WHAT YOU SHOULD DO = Please, from the entries below, transcribe exactly the lines that begin at the line with "Target: cityscape" and end at the line with "Target: man in swim shorts", without the pictures.

DATA UNDER STUDY =

• • • •

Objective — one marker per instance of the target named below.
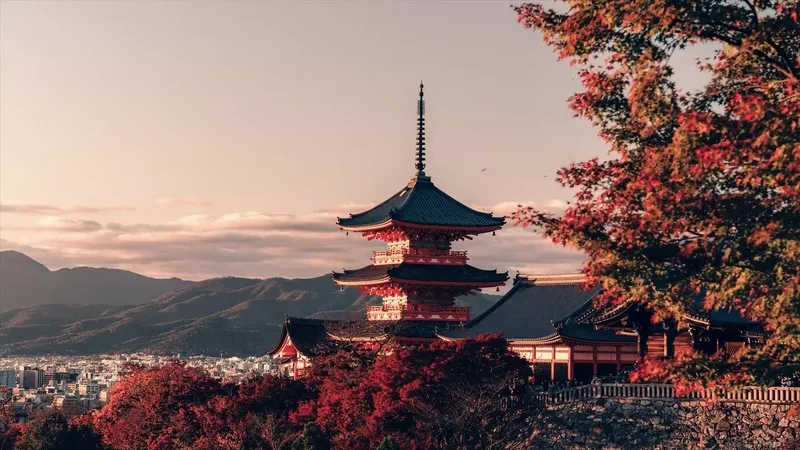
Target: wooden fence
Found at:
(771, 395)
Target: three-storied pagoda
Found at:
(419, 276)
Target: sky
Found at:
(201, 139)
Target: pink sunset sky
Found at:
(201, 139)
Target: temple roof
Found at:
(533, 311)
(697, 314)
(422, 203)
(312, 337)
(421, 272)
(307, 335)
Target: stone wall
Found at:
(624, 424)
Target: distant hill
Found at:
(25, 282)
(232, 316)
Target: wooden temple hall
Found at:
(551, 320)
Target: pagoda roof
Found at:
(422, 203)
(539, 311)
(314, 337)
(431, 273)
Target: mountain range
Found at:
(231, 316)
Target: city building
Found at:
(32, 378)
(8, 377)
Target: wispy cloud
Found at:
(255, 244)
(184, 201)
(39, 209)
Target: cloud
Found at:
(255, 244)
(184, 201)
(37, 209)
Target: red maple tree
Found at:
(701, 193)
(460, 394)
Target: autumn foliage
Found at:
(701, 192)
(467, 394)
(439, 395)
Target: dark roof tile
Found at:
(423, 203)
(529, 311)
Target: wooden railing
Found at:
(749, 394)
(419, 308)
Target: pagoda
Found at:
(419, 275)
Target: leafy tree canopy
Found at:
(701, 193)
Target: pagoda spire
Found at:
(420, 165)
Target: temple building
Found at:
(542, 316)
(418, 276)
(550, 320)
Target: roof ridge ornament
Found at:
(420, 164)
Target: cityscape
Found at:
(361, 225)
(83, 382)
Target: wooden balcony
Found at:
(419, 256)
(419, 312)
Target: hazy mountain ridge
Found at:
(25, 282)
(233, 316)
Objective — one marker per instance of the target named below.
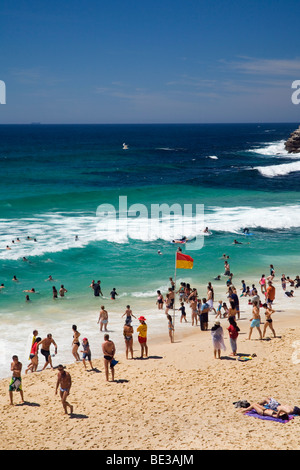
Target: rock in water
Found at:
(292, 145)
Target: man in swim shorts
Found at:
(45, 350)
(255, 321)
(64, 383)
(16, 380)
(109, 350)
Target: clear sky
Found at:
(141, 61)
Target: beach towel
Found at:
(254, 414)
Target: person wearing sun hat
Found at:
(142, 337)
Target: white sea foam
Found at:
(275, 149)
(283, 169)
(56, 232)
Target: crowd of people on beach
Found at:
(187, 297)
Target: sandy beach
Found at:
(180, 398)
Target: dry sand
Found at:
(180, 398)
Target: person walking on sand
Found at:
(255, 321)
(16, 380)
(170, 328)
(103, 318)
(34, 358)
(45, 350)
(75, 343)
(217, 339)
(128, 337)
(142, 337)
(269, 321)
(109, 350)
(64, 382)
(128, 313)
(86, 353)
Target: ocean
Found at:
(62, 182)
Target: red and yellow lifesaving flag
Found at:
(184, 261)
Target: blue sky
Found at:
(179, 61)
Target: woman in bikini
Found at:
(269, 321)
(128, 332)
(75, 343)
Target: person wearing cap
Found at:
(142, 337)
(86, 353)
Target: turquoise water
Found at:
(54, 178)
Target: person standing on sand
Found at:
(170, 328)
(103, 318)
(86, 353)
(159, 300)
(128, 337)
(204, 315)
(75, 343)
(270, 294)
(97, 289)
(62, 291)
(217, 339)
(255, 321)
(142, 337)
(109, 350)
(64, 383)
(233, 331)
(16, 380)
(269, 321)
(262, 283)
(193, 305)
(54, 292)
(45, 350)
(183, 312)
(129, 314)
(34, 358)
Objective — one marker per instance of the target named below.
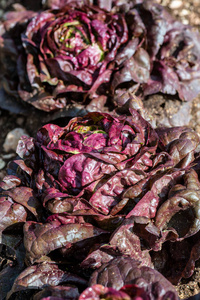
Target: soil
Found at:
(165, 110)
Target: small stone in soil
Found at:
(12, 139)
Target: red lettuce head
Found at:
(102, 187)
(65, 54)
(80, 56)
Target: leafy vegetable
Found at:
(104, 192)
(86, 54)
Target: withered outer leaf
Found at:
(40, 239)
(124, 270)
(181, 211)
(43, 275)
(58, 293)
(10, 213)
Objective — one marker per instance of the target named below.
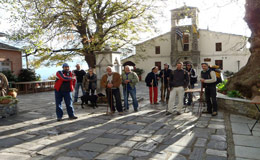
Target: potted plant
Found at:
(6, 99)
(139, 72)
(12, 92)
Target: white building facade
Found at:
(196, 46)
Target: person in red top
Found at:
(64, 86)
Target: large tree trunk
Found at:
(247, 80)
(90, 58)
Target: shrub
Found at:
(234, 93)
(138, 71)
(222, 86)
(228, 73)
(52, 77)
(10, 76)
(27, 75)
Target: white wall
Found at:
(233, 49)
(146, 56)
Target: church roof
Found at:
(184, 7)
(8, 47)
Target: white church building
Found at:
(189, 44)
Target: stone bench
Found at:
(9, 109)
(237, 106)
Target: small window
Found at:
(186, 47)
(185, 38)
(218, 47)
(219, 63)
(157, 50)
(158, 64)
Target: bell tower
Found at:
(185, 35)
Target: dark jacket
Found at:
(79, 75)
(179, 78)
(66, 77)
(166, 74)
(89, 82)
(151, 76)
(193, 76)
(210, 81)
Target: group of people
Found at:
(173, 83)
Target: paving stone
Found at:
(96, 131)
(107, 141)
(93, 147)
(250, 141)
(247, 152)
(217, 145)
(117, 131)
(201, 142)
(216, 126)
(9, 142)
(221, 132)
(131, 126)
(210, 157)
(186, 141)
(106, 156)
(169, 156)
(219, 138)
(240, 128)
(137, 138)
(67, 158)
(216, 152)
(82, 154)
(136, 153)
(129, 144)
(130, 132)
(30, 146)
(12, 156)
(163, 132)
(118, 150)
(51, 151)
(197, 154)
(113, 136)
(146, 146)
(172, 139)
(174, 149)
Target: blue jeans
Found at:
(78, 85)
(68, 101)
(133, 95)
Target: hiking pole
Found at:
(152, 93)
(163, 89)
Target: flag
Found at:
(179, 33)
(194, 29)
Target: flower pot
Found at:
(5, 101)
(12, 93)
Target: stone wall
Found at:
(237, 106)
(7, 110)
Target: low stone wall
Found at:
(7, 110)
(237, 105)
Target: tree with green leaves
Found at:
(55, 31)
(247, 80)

• • • •

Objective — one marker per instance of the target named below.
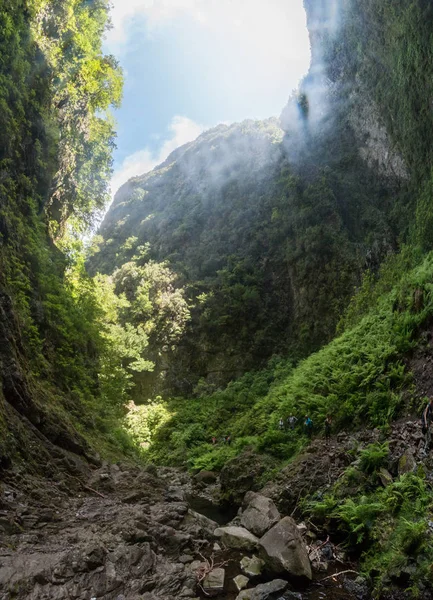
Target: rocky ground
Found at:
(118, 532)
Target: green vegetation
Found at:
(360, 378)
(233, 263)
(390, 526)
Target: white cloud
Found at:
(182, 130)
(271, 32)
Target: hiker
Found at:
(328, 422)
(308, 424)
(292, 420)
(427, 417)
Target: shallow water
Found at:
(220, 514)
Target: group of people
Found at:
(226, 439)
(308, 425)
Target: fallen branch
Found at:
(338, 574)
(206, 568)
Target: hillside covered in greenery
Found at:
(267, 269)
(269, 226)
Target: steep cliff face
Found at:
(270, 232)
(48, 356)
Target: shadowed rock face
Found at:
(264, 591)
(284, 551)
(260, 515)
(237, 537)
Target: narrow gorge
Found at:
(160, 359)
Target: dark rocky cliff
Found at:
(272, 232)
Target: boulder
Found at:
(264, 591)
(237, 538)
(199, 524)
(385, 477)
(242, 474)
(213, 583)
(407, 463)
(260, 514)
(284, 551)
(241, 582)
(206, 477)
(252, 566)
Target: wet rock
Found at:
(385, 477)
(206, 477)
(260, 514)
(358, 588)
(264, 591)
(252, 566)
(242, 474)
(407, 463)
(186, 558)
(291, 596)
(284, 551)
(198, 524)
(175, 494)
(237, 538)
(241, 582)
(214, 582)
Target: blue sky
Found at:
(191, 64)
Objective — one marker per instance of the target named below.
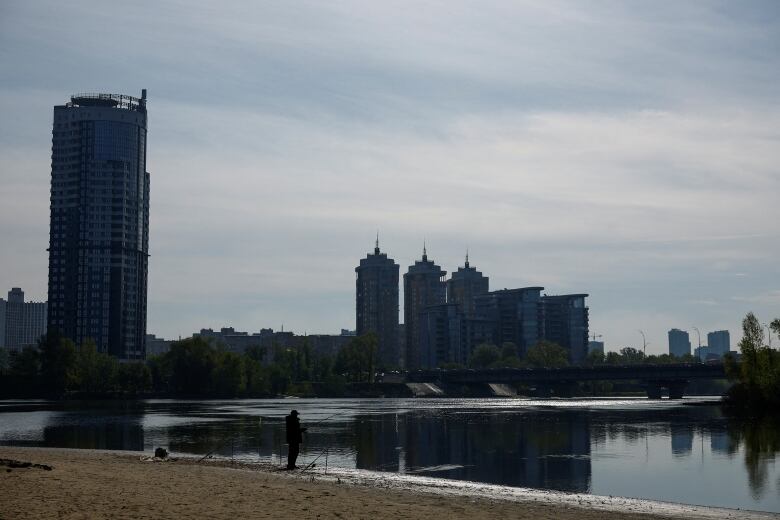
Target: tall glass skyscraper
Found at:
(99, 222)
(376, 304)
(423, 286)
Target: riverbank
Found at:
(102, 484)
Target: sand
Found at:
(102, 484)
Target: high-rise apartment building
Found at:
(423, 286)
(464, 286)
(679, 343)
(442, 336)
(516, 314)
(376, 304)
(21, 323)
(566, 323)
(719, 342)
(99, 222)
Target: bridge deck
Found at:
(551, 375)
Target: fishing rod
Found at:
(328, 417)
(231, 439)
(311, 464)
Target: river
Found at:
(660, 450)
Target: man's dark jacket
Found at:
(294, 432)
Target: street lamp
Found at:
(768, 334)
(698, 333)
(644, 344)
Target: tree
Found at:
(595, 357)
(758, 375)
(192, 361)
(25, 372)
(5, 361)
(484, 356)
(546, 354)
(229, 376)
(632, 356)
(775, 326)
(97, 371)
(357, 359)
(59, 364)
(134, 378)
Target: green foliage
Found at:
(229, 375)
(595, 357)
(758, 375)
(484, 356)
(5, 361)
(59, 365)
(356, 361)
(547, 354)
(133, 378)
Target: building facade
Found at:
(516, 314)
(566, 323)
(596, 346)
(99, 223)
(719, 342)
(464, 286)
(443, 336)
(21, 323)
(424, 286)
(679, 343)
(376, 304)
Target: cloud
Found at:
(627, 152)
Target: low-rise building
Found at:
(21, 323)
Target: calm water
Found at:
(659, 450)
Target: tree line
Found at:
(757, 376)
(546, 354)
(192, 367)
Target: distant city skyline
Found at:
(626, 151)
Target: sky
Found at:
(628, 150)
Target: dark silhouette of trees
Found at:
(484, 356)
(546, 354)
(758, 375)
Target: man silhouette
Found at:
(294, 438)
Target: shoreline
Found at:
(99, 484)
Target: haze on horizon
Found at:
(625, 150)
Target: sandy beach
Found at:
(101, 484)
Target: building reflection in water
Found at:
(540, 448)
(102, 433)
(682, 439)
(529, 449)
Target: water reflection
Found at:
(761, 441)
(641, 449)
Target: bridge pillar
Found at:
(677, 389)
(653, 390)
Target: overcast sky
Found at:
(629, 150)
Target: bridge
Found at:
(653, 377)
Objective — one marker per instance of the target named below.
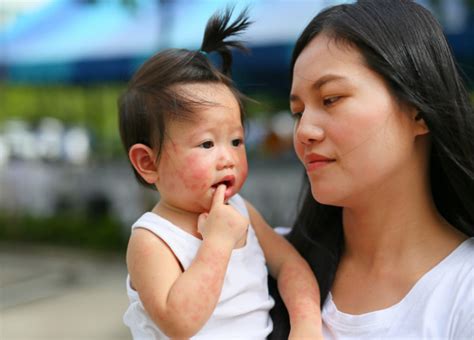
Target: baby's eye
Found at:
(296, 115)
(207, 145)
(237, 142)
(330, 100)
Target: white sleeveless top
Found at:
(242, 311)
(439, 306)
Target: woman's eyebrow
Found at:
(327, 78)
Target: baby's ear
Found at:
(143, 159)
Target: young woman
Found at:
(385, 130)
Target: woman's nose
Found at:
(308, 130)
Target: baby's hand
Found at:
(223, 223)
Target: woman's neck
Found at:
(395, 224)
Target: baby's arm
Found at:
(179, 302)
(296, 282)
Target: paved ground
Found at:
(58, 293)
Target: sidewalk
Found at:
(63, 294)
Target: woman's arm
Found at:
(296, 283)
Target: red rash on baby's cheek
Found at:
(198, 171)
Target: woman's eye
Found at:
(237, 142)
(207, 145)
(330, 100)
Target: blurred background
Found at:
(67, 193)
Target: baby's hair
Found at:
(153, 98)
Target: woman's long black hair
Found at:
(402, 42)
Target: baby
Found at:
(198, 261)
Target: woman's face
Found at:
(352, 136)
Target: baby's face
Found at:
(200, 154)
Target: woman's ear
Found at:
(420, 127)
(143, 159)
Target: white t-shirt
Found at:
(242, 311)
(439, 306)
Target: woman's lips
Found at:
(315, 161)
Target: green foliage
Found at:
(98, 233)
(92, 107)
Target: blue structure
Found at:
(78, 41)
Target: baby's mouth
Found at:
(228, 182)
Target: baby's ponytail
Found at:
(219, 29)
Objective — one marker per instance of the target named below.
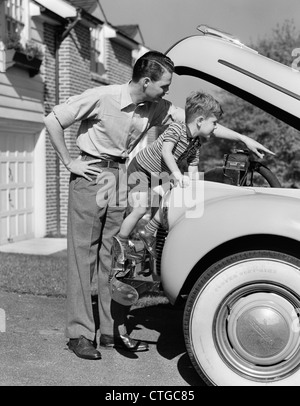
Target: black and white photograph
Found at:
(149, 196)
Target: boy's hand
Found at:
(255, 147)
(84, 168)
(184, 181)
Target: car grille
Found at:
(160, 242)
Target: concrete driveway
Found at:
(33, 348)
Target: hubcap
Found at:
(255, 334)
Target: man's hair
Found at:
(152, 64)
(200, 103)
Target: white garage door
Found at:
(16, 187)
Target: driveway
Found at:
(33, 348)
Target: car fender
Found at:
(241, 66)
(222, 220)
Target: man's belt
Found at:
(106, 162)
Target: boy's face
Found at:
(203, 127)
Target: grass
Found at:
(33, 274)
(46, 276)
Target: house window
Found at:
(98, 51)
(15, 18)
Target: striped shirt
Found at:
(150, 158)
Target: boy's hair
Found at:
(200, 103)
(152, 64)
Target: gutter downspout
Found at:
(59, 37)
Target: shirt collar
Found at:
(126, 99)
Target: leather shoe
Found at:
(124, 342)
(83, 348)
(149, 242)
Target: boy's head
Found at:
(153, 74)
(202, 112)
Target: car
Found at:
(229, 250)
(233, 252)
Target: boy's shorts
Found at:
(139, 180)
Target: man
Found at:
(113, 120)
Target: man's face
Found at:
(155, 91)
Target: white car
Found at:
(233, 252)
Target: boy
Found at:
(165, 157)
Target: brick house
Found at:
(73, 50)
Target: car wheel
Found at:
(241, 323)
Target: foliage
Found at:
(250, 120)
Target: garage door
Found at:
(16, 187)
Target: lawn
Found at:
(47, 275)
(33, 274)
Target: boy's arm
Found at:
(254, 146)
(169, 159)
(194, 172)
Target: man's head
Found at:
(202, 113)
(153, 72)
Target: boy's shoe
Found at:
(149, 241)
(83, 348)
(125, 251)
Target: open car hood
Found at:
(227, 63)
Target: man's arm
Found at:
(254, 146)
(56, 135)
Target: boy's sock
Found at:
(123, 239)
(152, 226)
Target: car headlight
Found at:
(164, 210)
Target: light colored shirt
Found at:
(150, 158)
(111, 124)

• • • •

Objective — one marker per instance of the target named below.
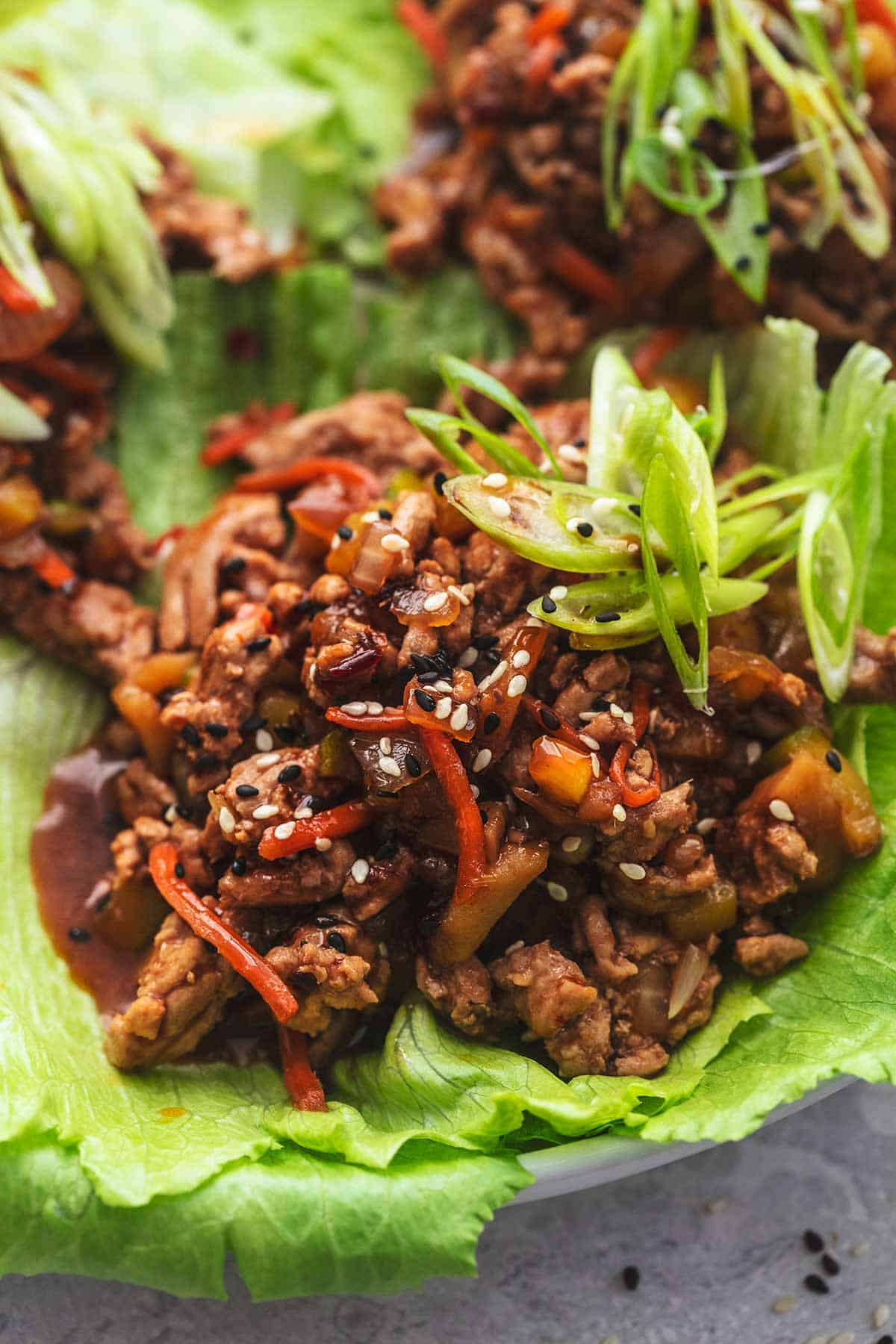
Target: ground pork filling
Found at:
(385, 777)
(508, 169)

• • • •

TASK RESPONSE =
Target: cityscape
Found at:
(361, 225)
(83, 382)
Target: wooden balcony
Found at:
(419, 256)
(419, 312)
Target: hazy mountain ridge
Found at:
(25, 282)
(233, 316)
Objective — one marker per instance of the target named below.
Target: rock in water
Found at:
(292, 145)
Target: man in swim shorts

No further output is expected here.